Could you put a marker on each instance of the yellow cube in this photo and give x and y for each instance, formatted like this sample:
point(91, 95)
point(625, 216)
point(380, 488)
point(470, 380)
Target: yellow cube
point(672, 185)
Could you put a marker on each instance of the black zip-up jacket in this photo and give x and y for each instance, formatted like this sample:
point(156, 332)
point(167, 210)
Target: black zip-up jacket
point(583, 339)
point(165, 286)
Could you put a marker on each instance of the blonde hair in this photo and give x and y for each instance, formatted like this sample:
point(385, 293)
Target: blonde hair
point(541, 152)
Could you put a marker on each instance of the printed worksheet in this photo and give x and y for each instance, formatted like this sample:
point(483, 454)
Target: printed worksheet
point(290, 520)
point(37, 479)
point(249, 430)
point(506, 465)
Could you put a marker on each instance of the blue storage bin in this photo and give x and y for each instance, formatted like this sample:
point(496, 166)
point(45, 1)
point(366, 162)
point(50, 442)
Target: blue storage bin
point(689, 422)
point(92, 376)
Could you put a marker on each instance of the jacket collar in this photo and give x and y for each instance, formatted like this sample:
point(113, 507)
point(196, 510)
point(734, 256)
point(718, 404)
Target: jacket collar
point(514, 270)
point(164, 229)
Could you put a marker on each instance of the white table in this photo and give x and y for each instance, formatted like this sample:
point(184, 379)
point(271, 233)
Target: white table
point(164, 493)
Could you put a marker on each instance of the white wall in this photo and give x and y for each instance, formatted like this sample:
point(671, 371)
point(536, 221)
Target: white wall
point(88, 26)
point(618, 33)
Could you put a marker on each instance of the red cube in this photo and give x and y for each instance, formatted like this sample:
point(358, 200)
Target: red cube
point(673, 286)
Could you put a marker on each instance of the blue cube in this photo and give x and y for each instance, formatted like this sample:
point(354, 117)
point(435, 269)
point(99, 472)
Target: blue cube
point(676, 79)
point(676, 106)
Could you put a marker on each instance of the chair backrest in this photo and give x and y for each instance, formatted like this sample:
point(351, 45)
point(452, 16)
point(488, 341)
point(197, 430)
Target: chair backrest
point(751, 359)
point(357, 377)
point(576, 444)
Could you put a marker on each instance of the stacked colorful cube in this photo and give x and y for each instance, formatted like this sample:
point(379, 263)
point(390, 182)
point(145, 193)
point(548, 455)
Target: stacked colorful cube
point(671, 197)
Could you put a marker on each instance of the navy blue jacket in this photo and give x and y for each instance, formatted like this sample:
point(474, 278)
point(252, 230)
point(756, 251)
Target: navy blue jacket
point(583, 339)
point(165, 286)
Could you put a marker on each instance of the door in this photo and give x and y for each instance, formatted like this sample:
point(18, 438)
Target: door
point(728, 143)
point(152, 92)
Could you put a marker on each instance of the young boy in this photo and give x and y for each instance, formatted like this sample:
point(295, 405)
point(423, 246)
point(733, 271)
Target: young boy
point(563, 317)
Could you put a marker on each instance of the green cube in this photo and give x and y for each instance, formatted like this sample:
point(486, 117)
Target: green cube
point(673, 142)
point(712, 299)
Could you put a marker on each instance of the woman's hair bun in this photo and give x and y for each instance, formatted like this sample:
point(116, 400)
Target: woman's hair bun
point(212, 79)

AIM OF THE EXERCISE -
Copy the entries starting at the line that contains "Could you put a marker on each instance of the woman's" and ending with the last line of the entries, swapping "hair bun" for "ponytail" and leaving everything else unchanged.

SOLUTION FOR THIS TASK -
Could you put a marker on each instance of the woman's ponytail in this photo and give x and y for each instance, formatted like this sample:
point(116, 400)
Target: woman's ponytail
point(212, 79)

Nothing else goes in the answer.